--- start Text provided ---
Re: [Xenomai-core] [PULL] native: Fix msendq fastlock leakage

Jan Kiszka Thu, 23 Jun 2011 02:39:43 -0700

On 2011-06-20 19:07, Jan Kiszka wrote:
> On 2011-06-19 15:00, Gilles Chanteperdrix wrote:
>> On 06/19/2011 01:17 PM, Gilles Chanteperdrix wrote:
>>> On 06/19/2011 12:14 PM, Gilles Chanteperdrix wrote:
>>>> I am working on this ppd cleanup issue again, I am asking for help to
>>>> find a fix in -head for all cases where the sys_ppd is needed during
>>>> some cleanup.
>>>>
>>>> The problem is that when the ppd cleanup is invoked:
>>>> - we have no guarantee that current is a thread from the Xenomai
>>>> application;
>>>> - if it is, current->mm is NULL.
>>>>
>>>> So, associating the sys_ppd to either current or current->mm does not
>>>> work. What we could do is pass the sys_ppd to all the other ppds cleanup
>>>> handlers, this would fix cases such as freeing mutexes fastlock, but
>>>> that does not help when the sys_ppd is needed during a thread deletion 
>>>> hook.
>>>>
>>>> I would like to find a solution where simply calling xnsys_ppd_get()
--- end Text provided ---
--- start Items ---
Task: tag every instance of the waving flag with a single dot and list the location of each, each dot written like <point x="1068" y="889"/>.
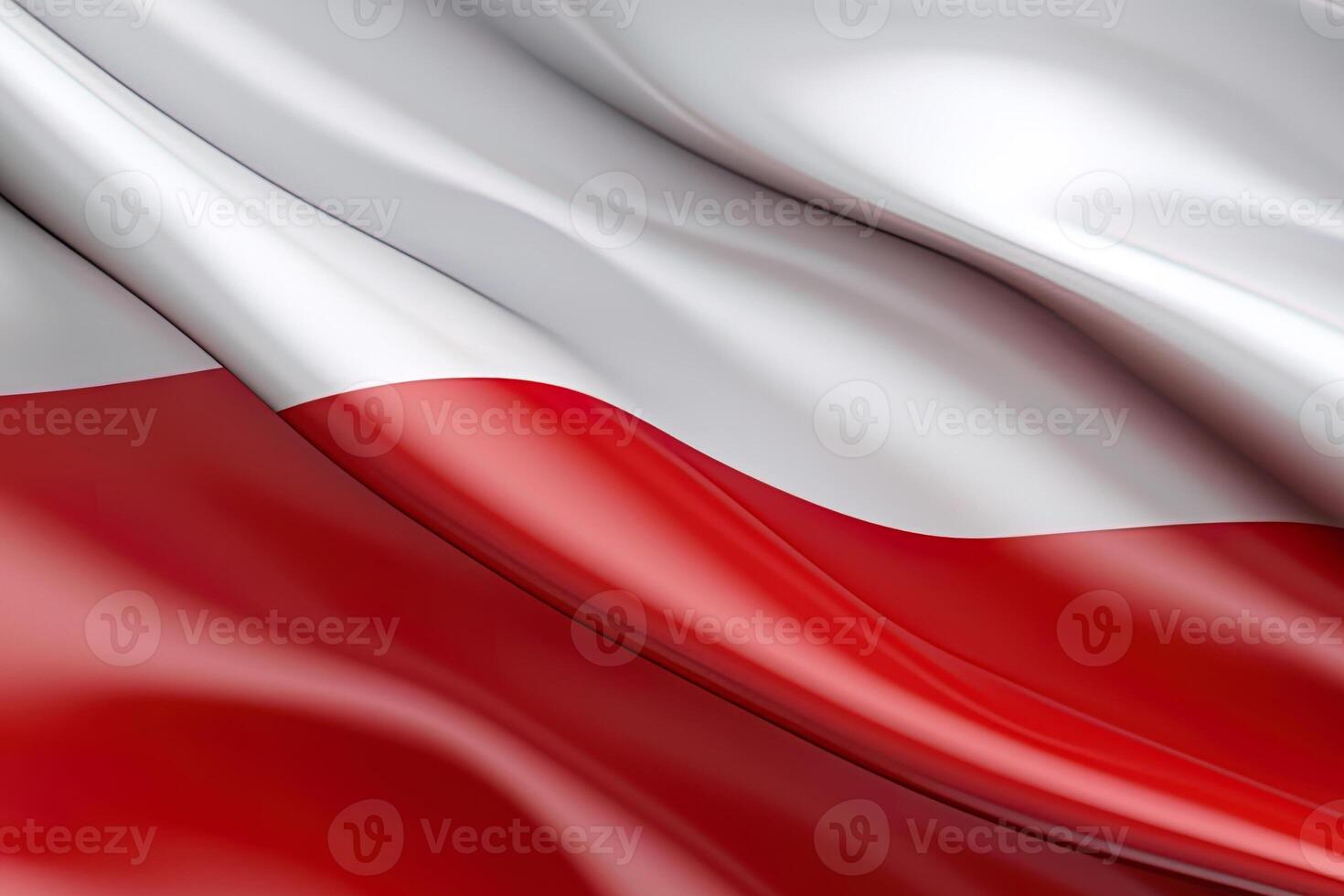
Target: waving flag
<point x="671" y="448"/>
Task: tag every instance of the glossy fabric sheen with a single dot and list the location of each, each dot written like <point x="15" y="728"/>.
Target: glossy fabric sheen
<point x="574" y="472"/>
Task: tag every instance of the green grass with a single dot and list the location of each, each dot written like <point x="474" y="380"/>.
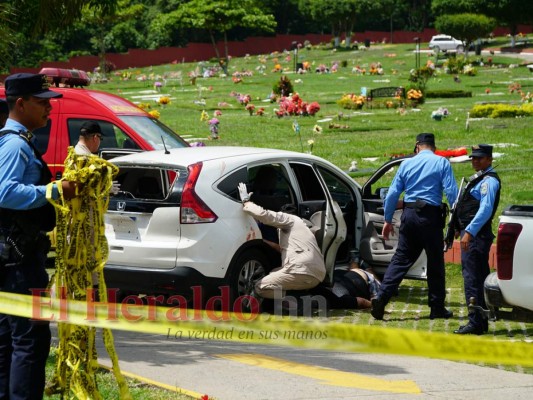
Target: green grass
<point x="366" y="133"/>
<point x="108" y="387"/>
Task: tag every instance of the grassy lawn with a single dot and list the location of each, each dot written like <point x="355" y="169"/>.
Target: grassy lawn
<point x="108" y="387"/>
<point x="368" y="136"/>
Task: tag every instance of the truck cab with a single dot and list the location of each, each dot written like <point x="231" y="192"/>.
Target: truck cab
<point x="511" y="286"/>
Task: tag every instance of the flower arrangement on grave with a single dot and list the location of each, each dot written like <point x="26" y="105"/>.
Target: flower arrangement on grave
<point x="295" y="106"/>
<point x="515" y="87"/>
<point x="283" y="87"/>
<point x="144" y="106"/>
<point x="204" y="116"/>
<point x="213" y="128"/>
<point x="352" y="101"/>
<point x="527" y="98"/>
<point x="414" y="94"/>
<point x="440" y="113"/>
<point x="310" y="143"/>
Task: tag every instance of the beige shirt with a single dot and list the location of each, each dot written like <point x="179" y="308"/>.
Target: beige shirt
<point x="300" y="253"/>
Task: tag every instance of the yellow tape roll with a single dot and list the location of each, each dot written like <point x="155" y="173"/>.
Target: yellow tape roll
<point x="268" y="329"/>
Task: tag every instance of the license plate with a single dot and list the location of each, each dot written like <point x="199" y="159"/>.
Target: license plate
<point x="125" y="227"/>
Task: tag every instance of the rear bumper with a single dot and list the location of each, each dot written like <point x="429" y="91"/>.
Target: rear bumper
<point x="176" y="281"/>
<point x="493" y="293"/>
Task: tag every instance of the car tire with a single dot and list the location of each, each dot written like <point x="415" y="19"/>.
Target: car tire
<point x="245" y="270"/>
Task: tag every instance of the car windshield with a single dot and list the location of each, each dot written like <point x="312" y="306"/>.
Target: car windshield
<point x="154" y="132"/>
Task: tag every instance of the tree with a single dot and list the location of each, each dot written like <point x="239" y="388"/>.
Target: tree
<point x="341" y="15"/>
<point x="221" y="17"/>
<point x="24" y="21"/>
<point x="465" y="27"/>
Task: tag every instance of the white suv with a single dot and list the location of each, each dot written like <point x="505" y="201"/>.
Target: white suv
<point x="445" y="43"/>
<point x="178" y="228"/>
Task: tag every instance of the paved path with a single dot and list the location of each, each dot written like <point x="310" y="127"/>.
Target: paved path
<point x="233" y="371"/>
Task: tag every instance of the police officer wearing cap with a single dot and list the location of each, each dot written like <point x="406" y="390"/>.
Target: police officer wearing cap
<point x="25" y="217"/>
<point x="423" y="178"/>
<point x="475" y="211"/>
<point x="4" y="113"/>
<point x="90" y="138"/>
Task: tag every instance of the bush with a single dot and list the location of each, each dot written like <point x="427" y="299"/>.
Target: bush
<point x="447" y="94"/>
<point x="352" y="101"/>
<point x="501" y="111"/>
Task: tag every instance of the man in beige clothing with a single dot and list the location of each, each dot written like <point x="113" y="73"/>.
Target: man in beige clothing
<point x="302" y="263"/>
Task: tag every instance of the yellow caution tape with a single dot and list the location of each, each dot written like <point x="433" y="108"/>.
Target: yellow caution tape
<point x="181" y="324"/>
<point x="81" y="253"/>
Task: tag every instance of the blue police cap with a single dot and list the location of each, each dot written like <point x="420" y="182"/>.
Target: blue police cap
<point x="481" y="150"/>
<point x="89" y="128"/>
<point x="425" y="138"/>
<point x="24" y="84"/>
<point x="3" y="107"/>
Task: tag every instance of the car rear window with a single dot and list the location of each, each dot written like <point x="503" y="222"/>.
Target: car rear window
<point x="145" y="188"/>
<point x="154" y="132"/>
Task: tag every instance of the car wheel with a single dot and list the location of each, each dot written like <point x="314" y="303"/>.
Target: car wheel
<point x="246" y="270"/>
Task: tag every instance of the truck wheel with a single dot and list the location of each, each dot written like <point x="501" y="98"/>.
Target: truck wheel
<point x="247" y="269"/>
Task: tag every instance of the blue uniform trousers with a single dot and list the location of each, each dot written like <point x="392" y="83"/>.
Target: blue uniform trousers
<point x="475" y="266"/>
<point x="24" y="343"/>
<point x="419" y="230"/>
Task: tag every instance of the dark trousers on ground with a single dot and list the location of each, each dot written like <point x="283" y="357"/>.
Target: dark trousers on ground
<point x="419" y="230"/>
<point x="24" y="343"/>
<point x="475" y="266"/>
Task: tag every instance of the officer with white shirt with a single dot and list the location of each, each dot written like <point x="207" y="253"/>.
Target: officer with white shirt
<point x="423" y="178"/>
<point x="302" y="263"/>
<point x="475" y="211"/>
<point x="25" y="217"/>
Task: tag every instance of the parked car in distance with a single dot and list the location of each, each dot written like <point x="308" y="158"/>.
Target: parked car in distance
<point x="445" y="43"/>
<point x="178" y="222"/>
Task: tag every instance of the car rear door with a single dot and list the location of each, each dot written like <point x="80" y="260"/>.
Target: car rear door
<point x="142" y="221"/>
--- end Items ---
--- start Items ---
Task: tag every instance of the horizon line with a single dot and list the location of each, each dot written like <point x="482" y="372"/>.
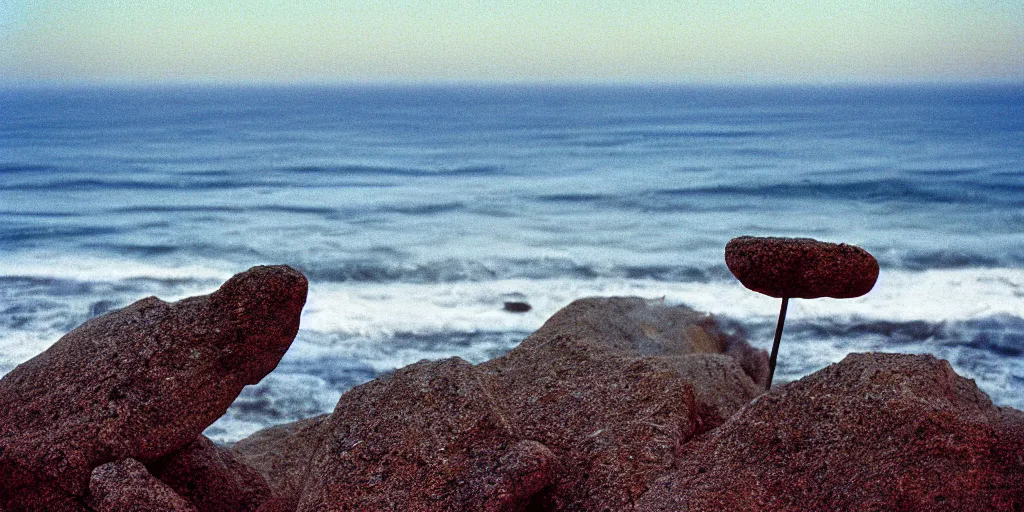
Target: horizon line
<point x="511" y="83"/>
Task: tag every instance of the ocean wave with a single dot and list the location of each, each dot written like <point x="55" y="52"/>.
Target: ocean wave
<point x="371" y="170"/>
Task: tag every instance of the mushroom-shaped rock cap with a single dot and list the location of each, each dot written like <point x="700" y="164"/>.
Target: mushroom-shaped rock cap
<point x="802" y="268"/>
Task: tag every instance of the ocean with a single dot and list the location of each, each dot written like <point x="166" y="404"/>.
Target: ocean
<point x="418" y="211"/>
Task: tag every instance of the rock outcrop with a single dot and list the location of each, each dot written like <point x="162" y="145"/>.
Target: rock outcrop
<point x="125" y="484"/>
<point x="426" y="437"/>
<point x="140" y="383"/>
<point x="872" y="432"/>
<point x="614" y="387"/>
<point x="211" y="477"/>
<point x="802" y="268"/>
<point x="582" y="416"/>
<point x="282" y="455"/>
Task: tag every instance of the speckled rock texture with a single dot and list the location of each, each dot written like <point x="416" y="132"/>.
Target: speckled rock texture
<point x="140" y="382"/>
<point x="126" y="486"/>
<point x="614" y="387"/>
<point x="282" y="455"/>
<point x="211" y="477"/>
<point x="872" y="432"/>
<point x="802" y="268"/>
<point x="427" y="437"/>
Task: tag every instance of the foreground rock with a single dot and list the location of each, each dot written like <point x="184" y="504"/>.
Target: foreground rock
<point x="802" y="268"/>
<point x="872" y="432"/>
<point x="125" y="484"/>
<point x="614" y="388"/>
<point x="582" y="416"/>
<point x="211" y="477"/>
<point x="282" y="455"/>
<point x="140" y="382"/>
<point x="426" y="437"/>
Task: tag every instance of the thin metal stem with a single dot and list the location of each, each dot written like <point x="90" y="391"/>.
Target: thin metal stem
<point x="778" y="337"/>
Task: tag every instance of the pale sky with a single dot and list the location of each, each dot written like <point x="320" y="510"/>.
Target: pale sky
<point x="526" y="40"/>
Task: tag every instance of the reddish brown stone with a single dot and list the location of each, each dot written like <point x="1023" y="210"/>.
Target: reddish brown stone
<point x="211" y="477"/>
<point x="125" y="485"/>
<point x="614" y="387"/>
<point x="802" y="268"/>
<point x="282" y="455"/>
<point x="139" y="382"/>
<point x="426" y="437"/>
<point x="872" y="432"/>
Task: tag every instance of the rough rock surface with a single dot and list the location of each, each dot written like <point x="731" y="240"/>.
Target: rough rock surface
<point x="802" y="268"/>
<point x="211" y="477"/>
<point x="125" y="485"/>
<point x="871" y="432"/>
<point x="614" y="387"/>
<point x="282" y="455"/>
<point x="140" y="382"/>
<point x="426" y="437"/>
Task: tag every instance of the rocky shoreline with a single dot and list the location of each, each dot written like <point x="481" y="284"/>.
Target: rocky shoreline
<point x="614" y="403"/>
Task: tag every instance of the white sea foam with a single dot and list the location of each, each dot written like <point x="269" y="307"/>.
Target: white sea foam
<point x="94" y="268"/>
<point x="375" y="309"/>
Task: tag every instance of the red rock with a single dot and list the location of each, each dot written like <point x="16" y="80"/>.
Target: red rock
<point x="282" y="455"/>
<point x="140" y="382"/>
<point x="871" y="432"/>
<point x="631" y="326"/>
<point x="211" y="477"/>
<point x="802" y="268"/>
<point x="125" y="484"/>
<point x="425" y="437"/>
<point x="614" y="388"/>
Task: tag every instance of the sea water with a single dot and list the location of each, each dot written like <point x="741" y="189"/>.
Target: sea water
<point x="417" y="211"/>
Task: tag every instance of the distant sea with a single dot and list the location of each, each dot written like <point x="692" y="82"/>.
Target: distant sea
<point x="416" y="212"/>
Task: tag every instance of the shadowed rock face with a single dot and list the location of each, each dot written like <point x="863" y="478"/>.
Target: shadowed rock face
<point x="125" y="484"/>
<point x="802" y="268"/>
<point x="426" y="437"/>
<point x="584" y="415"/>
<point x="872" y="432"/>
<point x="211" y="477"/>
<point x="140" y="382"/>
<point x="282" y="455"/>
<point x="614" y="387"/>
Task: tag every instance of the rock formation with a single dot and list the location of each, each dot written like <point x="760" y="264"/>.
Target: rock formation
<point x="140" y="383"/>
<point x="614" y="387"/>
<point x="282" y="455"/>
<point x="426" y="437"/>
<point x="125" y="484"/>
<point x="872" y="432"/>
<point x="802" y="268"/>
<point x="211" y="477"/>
--- end Items ---
--- What the task requires ---
Could you duplicate the passage of the Xenomai mailing-list post above, starting at "Jan Kiszka Thu, 23" and stopping after "current->mm is NULL."?

--- Final result ---
Jan Kiszka Thu, 23 Jun 2011 02:39:43 -0700

On 2011-06-20 19:07, Jan Kiszka wrote:
> On 2011-06-19 15:00, Gilles Chanteperdrix wrote:
>> On 06/19/2011 01:17 PM, Gilles Chanteperdrix wrote:
>>> On 06/19/2011 12:14 PM, Gilles Chanteperdrix wrote:
>>>> I am working on this ppd cleanup issue again, I am asking for help to
>>>> find a fix in -head for all cases where the sys_ppd is needed during
>>>> some cleanup.
>>>>
>>>> The problem is that when the ppd cleanup is invoked:
>>>> - we have no guarantee that current is a thread from the Xenomai
>>>> application;
>>>> - if it is, current->mm is NULL.